Exercise task –
Rewrite every line from the one containing "Return one point for each instance of the dark spot" through the end of the items, requests included, and scale each coordinate in the answers by 0.75, rounding to whole numbers with halves rounded up. Omit the pictures.
— start —
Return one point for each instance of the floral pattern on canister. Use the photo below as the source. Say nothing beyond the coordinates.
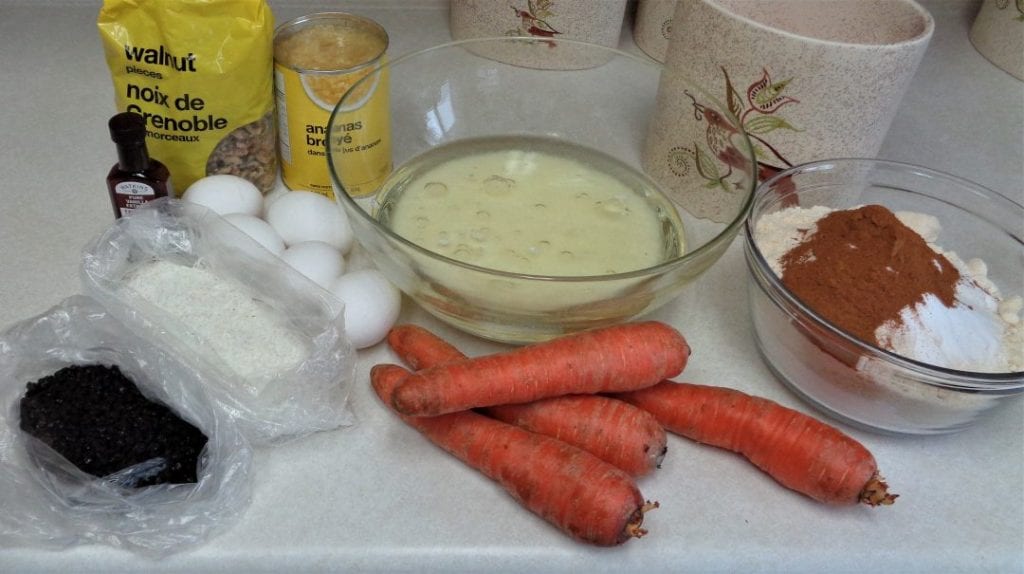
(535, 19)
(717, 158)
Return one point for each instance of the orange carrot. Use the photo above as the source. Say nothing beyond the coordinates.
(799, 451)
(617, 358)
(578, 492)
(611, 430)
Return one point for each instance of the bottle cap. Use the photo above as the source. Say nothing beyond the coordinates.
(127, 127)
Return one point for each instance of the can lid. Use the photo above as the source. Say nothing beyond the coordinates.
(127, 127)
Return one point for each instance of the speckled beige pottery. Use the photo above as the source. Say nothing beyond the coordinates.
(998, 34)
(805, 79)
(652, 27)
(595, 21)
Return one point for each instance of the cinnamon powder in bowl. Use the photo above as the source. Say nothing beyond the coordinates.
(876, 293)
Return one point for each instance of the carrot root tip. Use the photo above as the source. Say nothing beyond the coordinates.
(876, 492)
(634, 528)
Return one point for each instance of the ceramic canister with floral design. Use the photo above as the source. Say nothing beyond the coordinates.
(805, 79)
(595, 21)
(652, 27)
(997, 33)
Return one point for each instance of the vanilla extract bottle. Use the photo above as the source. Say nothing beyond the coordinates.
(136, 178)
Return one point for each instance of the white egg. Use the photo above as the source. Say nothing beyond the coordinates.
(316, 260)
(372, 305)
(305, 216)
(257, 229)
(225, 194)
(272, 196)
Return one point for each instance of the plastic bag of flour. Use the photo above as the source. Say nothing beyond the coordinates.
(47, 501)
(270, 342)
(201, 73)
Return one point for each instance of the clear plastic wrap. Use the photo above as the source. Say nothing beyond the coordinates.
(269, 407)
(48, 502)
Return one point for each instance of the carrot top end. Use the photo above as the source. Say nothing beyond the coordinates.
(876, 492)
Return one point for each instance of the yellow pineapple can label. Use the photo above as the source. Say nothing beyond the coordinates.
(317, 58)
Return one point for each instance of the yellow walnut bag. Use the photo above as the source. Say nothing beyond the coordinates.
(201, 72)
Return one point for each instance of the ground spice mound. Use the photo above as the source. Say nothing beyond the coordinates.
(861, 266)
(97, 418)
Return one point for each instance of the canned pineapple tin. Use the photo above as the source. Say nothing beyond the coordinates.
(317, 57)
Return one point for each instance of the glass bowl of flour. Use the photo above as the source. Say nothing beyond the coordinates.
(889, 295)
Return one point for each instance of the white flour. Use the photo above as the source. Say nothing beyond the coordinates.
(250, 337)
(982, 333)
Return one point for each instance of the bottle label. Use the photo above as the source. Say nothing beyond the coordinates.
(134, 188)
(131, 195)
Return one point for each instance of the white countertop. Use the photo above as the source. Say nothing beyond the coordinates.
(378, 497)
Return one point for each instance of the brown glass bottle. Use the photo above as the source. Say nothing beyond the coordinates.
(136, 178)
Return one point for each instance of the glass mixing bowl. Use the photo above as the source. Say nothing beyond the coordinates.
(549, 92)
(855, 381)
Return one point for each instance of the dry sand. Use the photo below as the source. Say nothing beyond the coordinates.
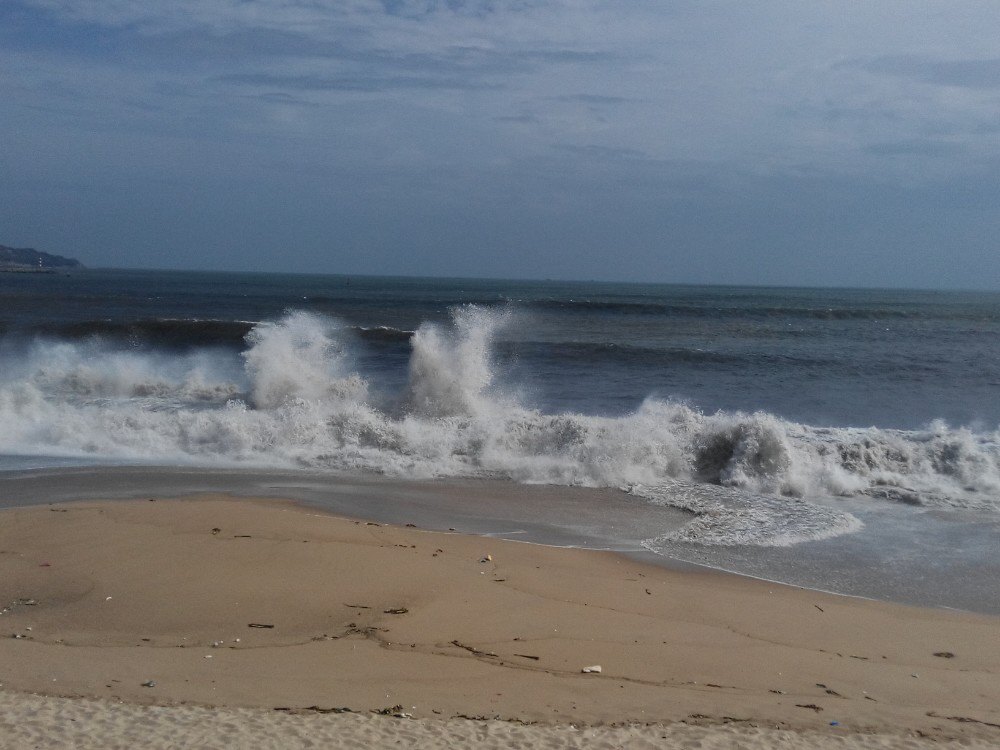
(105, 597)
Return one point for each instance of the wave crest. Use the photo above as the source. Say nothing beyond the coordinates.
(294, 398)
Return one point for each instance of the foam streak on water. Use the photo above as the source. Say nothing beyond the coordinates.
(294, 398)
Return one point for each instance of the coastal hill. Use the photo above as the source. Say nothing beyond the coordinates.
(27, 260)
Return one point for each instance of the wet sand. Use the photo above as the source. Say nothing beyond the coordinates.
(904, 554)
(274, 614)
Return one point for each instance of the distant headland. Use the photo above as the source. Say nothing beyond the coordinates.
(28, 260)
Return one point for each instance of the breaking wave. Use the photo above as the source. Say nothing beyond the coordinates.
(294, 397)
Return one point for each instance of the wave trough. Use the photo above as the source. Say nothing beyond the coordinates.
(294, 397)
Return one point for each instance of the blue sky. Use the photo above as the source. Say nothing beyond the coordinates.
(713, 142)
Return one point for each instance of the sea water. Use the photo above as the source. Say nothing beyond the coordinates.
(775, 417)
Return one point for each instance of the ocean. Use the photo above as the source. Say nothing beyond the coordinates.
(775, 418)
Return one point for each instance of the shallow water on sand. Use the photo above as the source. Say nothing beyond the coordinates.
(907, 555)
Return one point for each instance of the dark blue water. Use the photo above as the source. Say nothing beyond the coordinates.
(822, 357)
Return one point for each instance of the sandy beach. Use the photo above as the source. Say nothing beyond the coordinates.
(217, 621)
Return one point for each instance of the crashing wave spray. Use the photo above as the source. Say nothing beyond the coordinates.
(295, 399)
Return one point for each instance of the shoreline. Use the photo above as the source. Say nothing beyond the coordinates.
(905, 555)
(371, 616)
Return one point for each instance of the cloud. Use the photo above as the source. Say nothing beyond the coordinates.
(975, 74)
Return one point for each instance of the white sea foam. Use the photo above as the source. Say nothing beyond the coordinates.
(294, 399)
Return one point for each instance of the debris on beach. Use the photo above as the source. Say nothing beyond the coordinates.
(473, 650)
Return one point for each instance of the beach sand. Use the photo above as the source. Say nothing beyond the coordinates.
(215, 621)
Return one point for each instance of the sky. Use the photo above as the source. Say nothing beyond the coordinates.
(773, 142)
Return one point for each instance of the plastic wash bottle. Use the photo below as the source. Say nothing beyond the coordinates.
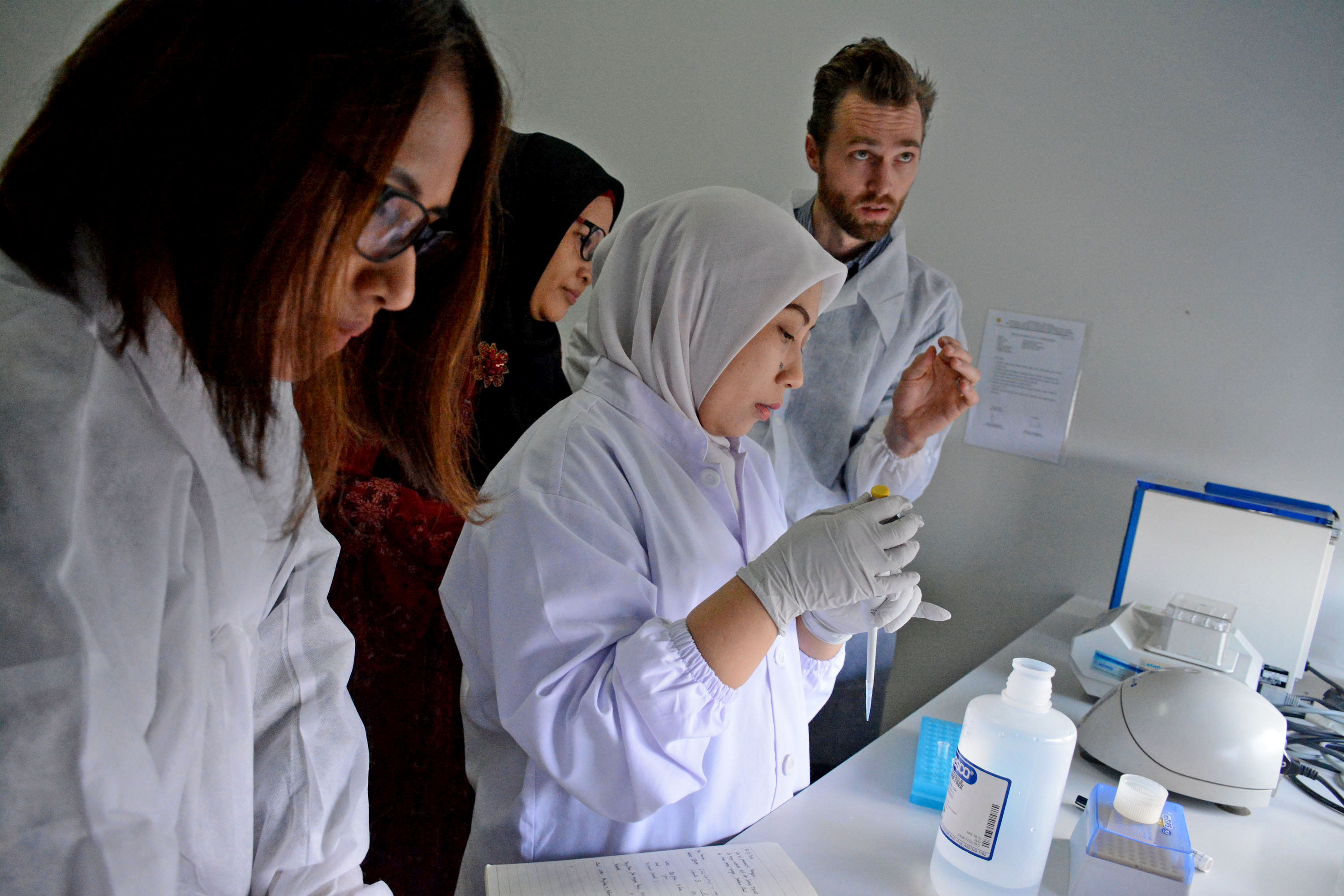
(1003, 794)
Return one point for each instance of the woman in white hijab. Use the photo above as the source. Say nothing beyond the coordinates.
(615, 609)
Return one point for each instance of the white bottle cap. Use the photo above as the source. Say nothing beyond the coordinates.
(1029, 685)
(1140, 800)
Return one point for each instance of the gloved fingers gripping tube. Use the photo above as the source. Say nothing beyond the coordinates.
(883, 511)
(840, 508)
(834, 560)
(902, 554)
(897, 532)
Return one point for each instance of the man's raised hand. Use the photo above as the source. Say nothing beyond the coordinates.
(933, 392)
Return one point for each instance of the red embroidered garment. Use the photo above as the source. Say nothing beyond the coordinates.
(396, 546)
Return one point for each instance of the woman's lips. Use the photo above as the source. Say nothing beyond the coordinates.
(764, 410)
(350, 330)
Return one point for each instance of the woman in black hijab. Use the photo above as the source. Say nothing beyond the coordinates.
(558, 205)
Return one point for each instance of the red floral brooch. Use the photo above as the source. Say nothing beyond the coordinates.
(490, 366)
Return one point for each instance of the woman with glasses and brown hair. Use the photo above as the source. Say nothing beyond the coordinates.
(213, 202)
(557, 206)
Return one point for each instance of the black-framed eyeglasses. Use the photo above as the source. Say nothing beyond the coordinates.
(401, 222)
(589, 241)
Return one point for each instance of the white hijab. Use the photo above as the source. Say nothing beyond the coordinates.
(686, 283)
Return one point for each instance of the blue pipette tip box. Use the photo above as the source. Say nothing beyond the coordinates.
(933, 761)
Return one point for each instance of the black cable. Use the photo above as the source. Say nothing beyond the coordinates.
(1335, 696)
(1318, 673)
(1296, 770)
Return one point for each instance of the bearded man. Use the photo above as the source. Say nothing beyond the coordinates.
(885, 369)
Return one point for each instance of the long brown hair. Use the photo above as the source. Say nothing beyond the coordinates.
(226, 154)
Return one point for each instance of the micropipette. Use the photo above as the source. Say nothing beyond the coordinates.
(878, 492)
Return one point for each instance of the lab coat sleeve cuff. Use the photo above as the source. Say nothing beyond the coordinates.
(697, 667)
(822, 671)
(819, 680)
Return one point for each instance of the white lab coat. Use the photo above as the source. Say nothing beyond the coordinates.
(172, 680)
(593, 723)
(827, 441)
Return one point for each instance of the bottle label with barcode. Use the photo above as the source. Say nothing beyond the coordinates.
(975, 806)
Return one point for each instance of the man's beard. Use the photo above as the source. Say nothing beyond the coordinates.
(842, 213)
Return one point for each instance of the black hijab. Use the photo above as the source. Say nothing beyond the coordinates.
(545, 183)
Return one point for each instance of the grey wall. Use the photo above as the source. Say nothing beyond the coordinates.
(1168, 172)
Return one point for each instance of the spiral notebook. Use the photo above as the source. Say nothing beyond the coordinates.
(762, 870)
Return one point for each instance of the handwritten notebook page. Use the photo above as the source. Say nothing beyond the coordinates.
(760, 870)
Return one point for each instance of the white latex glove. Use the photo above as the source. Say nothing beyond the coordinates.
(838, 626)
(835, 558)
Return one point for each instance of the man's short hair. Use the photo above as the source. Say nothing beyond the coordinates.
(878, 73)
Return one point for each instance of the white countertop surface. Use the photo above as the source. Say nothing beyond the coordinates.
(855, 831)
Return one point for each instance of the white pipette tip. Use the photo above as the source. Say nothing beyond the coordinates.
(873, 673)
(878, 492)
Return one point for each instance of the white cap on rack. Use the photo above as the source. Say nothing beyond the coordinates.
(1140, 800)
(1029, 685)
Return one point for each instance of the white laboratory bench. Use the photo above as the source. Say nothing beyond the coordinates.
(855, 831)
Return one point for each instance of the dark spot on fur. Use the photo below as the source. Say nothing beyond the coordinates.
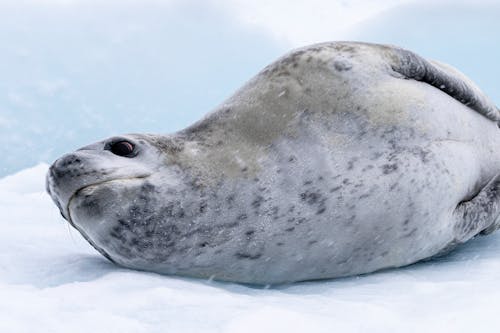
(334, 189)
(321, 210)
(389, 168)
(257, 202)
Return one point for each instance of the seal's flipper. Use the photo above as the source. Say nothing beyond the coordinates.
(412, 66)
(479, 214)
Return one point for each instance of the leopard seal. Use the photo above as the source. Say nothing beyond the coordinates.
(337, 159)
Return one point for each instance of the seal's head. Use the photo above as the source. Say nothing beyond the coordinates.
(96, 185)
— end —
Output for this task –
Return one point for each instance of the dark spot on fur. Use the photo below as the source. Say nothing beyond the coordinates.
(251, 142)
(241, 158)
(292, 126)
(193, 152)
Return one point for each instance of the seal's flipper. Use the photo above as the source. Say nothing beyond the coordinates.
(309, 50)
(359, 161)
Return one point for each instance of the leopard seal. Use the photo above as the source. Say nothing beyond the coordinates.
(253, 119)
Return one point for each instance of the seal's head. Use the photo above as the source. Say nothing beyond the coordinates.
(72, 139)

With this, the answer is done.